=== Section Start ===

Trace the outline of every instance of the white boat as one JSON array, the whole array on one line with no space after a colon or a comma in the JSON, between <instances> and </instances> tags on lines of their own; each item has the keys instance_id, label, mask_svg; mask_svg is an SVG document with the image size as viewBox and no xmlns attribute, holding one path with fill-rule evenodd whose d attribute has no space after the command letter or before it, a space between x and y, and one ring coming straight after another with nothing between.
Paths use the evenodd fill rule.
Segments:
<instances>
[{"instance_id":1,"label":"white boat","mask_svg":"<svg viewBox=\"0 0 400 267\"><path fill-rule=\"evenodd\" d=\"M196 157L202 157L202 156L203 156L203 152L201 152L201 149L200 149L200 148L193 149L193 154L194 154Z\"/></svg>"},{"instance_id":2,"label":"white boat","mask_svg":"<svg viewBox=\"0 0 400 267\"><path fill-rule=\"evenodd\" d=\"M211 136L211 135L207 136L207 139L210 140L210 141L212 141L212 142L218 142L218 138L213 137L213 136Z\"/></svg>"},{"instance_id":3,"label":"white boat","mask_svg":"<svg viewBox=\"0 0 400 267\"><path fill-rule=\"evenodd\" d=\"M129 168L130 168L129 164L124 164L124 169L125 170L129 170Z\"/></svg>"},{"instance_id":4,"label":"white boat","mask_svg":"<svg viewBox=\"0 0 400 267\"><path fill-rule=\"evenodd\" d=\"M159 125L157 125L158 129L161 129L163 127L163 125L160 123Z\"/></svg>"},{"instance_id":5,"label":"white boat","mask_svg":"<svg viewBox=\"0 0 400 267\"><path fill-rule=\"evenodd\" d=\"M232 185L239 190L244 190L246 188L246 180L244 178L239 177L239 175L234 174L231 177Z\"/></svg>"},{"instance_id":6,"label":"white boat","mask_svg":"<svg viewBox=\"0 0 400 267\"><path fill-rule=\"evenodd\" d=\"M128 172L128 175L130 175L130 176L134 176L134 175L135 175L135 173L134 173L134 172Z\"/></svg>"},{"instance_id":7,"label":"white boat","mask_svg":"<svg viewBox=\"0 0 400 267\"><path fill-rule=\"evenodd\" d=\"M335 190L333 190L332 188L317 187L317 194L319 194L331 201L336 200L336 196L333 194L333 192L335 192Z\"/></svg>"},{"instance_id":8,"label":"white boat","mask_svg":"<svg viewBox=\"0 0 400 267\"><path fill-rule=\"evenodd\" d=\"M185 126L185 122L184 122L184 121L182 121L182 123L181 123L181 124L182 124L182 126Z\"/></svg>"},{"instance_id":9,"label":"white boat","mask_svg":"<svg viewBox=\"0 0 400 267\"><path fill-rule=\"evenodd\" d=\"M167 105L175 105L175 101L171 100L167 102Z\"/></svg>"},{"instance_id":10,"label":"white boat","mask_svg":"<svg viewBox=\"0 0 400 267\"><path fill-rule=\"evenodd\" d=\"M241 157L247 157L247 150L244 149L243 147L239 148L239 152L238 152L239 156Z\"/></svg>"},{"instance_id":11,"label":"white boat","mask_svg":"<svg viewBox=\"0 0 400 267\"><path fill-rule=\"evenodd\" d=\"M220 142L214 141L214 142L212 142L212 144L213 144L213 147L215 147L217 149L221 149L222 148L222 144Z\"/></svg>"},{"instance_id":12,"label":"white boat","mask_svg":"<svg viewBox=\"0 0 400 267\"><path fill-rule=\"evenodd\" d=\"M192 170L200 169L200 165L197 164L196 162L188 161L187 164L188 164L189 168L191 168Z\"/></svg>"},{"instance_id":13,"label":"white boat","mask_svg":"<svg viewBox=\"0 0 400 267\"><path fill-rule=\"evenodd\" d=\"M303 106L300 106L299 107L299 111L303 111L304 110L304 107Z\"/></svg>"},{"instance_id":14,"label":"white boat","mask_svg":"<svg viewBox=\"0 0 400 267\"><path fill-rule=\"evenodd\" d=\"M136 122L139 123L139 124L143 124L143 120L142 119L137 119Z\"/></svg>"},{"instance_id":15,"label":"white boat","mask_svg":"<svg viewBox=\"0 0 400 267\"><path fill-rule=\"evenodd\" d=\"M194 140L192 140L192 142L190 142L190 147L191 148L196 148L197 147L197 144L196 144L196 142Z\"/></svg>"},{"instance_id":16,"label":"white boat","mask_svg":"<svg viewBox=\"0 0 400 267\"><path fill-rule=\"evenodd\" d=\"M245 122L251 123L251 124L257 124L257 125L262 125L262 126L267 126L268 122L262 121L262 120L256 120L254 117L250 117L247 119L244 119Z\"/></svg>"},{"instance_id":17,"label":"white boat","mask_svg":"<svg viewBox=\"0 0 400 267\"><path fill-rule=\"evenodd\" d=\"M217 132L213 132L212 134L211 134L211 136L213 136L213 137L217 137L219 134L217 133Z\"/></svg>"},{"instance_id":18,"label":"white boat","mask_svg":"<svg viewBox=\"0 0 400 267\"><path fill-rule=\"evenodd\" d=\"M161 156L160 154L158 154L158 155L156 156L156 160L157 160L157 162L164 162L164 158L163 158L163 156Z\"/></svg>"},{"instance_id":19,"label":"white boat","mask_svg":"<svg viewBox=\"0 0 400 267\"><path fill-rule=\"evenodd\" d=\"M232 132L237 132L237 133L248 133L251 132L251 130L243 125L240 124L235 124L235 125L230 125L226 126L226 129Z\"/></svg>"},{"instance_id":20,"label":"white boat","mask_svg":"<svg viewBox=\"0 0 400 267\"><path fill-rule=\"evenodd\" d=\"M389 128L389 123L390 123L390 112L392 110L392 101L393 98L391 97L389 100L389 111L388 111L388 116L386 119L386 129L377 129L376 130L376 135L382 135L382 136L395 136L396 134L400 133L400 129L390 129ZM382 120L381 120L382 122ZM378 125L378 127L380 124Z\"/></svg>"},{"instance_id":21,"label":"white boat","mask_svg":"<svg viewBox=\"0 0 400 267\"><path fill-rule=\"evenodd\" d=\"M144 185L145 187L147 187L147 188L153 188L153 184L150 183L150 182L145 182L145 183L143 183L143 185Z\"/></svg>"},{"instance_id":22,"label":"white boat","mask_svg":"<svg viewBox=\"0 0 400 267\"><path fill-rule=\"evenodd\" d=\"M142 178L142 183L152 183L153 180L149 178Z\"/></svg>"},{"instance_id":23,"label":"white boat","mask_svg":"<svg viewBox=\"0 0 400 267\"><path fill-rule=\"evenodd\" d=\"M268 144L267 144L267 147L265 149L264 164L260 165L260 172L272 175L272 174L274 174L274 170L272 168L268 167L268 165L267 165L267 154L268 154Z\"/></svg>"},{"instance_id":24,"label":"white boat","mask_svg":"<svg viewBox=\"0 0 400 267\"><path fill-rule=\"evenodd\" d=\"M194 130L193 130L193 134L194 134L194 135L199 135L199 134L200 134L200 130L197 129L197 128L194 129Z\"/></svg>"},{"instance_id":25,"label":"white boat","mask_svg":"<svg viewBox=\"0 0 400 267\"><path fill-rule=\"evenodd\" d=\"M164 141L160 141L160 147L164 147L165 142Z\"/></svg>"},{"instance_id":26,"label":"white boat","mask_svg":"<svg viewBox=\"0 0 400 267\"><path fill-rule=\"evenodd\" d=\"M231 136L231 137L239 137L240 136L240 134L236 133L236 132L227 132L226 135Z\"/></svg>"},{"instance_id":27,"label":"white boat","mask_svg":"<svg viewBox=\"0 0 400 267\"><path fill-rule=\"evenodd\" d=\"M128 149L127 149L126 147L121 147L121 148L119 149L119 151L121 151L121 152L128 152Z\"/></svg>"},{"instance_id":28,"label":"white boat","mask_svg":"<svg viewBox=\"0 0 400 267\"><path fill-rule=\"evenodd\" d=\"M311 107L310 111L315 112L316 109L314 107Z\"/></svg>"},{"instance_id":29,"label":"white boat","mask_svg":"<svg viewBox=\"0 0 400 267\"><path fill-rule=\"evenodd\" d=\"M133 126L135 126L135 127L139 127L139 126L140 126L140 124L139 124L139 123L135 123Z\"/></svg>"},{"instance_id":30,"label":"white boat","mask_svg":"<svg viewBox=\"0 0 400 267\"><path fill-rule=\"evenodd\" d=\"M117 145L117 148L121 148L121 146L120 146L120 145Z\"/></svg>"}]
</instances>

=== Section End ===

In the records above, find the line containing "Paths use the evenodd fill rule." and restate word for word every line from the first through that one.

_RESULT FOR THIS TASK_.
Trace the outline of every instance of the white boat as one JSON array, the whole array on one line with no space after a colon or a comma in the JSON, between <instances> and </instances> tags on lines of their own; each item has the keys instance_id, label, mask_svg; mask_svg is an SVG document with the image size as viewBox and no xmlns attribute, holding one path with fill-rule evenodd whose d attribute has no space after the command letter or before it, a space between x and y, and one ring coming straight after another with nothing between.
Paths use the evenodd fill rule.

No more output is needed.